● **Requirements**
Pick out each line of the records below that contains the string "construction", and copy those lines.

● **Pointing dataset records**
________

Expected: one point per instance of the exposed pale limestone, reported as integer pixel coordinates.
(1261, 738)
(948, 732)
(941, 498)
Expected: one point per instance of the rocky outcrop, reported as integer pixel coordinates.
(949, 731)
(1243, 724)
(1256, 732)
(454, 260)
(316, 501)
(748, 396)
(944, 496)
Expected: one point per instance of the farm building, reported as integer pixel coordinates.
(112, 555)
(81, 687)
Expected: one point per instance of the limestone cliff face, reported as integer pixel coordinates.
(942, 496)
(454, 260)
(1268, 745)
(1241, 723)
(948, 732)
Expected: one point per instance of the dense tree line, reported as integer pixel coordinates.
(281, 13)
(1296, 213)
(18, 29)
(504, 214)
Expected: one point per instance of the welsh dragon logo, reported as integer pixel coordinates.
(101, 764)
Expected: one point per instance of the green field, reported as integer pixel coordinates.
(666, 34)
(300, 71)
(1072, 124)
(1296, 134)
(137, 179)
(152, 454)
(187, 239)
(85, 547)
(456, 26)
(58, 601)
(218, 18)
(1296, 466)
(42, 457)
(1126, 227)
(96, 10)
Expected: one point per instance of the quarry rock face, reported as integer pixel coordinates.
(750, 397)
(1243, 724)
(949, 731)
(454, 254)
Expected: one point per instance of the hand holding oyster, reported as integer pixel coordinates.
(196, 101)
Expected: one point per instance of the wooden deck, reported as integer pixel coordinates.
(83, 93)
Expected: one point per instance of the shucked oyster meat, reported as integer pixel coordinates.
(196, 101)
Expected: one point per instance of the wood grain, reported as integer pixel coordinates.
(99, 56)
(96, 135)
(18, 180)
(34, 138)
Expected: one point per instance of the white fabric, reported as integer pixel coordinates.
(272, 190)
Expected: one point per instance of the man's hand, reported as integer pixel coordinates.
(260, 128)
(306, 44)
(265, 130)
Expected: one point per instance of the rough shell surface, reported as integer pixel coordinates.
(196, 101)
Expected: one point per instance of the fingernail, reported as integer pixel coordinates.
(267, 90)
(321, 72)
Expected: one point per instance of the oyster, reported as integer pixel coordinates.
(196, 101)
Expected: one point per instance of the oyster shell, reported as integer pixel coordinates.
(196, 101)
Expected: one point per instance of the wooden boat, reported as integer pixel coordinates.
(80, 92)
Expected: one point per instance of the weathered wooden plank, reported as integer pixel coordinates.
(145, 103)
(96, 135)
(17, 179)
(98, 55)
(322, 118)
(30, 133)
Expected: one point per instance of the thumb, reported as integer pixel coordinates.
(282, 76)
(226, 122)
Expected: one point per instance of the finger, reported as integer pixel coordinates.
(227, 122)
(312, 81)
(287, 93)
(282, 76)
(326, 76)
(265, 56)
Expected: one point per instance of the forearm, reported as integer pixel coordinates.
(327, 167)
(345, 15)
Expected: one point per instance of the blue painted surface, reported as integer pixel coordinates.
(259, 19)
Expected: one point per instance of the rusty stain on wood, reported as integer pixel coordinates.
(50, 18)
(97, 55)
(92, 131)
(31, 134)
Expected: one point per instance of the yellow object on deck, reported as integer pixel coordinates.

________

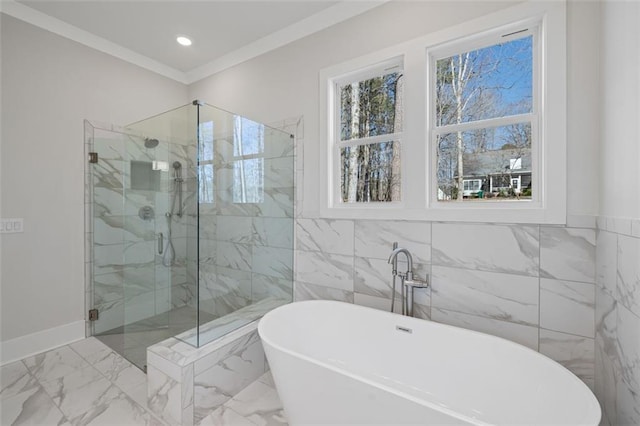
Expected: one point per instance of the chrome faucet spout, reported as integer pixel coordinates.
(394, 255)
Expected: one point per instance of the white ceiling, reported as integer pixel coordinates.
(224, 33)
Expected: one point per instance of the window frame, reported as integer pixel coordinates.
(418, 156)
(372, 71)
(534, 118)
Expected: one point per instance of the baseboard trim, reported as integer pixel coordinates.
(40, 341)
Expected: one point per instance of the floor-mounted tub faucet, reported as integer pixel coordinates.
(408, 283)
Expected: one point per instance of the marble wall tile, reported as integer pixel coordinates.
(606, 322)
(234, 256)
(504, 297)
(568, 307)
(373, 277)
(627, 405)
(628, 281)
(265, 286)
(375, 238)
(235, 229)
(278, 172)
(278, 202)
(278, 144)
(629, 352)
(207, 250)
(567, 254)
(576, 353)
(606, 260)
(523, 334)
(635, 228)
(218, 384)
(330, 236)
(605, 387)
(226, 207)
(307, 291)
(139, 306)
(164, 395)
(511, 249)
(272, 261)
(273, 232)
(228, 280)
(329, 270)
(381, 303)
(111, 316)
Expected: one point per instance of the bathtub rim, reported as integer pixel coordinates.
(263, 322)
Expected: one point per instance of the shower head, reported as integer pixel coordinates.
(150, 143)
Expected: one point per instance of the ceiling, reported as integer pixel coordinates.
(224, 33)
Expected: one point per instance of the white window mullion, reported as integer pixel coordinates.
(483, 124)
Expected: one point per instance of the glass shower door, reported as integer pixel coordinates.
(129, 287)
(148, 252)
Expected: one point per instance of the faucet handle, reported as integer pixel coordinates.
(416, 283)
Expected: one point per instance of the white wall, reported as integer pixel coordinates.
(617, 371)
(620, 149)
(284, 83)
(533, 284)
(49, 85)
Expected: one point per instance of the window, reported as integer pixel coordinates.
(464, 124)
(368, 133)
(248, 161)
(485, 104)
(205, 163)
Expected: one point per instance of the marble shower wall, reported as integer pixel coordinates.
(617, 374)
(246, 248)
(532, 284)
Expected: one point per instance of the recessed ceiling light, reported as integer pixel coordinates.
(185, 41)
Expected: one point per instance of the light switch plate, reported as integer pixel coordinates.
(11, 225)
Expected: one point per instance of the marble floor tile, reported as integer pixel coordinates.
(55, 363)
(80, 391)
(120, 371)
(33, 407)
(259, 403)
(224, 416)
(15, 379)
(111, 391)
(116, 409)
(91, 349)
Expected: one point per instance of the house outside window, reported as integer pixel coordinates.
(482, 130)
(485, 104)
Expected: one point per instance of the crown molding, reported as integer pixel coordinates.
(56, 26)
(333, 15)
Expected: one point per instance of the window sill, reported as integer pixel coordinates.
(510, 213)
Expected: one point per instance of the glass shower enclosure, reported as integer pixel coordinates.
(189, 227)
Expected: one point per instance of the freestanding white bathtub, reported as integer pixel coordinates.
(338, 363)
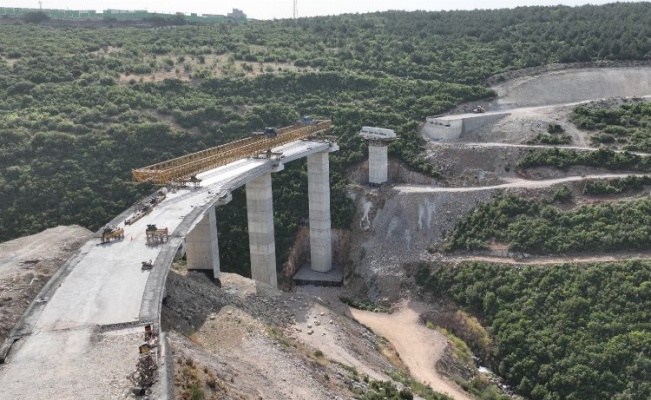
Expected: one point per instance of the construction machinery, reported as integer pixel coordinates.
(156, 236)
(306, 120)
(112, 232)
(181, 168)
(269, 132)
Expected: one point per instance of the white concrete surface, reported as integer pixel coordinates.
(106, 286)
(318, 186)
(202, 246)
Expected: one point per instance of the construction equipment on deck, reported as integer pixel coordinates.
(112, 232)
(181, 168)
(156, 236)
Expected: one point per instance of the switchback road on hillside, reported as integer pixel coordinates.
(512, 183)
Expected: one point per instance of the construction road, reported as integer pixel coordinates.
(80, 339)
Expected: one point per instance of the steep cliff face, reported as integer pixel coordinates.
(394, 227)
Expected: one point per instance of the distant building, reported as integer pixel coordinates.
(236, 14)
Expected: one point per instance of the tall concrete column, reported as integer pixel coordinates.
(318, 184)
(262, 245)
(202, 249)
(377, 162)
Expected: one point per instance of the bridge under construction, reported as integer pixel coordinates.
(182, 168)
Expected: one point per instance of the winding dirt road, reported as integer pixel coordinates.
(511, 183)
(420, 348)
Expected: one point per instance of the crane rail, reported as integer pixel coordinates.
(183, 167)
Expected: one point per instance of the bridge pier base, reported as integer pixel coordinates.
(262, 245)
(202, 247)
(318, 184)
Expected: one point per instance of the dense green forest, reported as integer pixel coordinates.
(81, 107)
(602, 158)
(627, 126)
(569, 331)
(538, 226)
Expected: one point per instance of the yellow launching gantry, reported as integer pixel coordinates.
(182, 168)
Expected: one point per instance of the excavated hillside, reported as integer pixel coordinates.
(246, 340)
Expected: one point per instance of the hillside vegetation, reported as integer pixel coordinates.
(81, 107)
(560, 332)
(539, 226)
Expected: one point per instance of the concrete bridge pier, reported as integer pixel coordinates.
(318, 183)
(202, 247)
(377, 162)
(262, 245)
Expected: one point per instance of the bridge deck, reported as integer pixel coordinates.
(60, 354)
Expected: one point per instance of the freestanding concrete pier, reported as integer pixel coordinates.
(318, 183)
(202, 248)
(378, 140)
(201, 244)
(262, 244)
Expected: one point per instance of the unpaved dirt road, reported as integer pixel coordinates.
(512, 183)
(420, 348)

________

● **Right answer**
Expected: one point per instance of the construction machinery, reported as integer pixel coordinates.
Expected: one point per instance of the construction equipment on deck, reported as integer pixel coordinates.
Expected: one point per instance of the construction road, reported as integer pixel coordinates.
Expected: one point per instance of the bridge under construction, reported as integer pixel coordinates.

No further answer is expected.